## Ihre Aufgabe
Nennen Sie bitte, was laut dem Text über selbstbestimmte Arbeit der Arbeitsweise, bei der Arbeit und Privates verschwimmen, einen weiteren Schub gegeben hat.
----- Text zur Analyse
Musik: Dogged Pathology weg
19 O-TON (Blättel-Mink)
Denken Sie zum Beispiel an die E-Roller und die Solo-Selbständigen, die diese E-Roller in den Städten sammeln, aufladen müssen und wieder an bestimmte Stellen dann auch transportieren müssen. Sie tun das häufig auf eigene Kosten und werden dann sozusagen nach bestimmten Zielvereinbarungen bezahlt.
SPRECHERIN
Wie viel ein Fahrer, eine Fahrerin verdient, hängt davon ab, wie viel er oder sie schafft. Und das wiederum hängt ab vom Verkehr, vom Auto, vom eigenen Fahrstil und ob der Kunde zuhause ist. Der Auftragnehmer, die Auftragnehmerin ist für sich selbst verantwortlich. Jeder kämpft für sich allein. Wer nicht genug verdient, wer kein gutes Feedback bekommt, muss seine Art zu arbeiten optimieren. Sonst gehen die nächsten Aufträge an die Konkurrenz. Eine Absicherung gibt es nicht. Das ist die Schattenseite der selbstbestimmten Arbeit.
20 O-TON (Blättel-Mink)
Die Selbstausbeutung nimmt in dem Maße zu, könnte man jetzt etwas provokant sagen, wie die Fremdausbeutung, also die direkte Kontrolle durch den Arbeitgeber, zurückgenommen wird.
Musik: Dogged Pathology unter: 0´51´´
SPRECHERIN
Andererseits ist es nun auch möglich, seine Zeit stärker selbst zu gestalten. Die Kurierfahrerin holt mittags die Kinder von der Schule ab. Der Programmierer stellt zwischendurch die Waschmaschine an. Und die Influencerin probiert für sich Kochrezepte, die sie vielleicht auch ihren Followern vorstellen wird. Arbeit und Privates verschwimmen zunehmend. Die Corona-Pandemie hat dieser Art zu arbeiten einen weiteren Schub gegeben. Zuhause Mails beantworten und gleichzeitig die Kinder zum Lernen animieren. Oder Gemüse schnibbeln und nebenbei telefonisch Termine abstimmen. Wie viele Stunden man für was gebraucht hat, lässt sich am Ende des Tages gar nicht mehr genau sagen.
Musik: Dogged Pathology weg
21 O-TON (Ertl)
----------
----- Ausgangsdaten
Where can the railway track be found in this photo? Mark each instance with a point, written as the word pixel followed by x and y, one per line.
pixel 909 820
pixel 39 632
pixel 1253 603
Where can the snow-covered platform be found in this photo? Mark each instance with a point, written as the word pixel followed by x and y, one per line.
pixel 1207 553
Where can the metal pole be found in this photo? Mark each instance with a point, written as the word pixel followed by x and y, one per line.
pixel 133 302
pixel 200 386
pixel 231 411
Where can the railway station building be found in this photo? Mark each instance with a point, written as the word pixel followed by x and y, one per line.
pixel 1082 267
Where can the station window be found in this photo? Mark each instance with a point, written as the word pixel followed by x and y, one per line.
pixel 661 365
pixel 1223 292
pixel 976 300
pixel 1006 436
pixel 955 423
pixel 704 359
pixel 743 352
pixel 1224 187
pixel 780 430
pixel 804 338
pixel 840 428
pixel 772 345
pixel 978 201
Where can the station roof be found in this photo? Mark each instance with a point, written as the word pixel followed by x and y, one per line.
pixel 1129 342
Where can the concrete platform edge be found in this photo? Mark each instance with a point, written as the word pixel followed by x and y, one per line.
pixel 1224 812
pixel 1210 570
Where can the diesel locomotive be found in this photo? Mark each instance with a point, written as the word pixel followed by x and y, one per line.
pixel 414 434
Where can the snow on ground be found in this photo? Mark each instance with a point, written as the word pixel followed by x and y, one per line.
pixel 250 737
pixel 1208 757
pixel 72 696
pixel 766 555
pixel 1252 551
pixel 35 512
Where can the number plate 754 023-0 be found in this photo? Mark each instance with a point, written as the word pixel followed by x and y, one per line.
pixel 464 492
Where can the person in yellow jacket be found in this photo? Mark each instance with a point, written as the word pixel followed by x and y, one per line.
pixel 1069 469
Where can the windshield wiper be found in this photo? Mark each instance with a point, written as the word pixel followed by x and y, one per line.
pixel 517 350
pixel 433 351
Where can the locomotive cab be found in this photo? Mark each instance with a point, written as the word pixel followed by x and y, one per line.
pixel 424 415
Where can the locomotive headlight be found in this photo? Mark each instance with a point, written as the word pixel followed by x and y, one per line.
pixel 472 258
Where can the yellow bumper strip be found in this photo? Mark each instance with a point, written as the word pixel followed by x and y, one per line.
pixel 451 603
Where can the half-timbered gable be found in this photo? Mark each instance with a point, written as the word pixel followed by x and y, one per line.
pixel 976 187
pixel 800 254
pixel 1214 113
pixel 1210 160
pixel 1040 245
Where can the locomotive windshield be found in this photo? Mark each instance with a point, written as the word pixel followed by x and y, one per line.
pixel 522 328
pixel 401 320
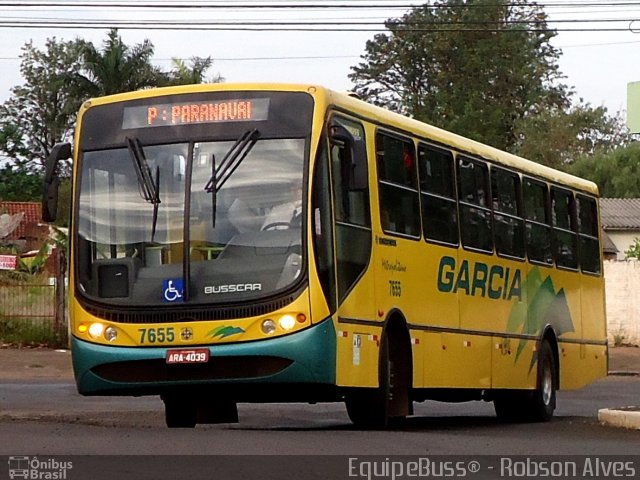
----------
## Lösung der Aufgabe
Die Corona-Pandemie.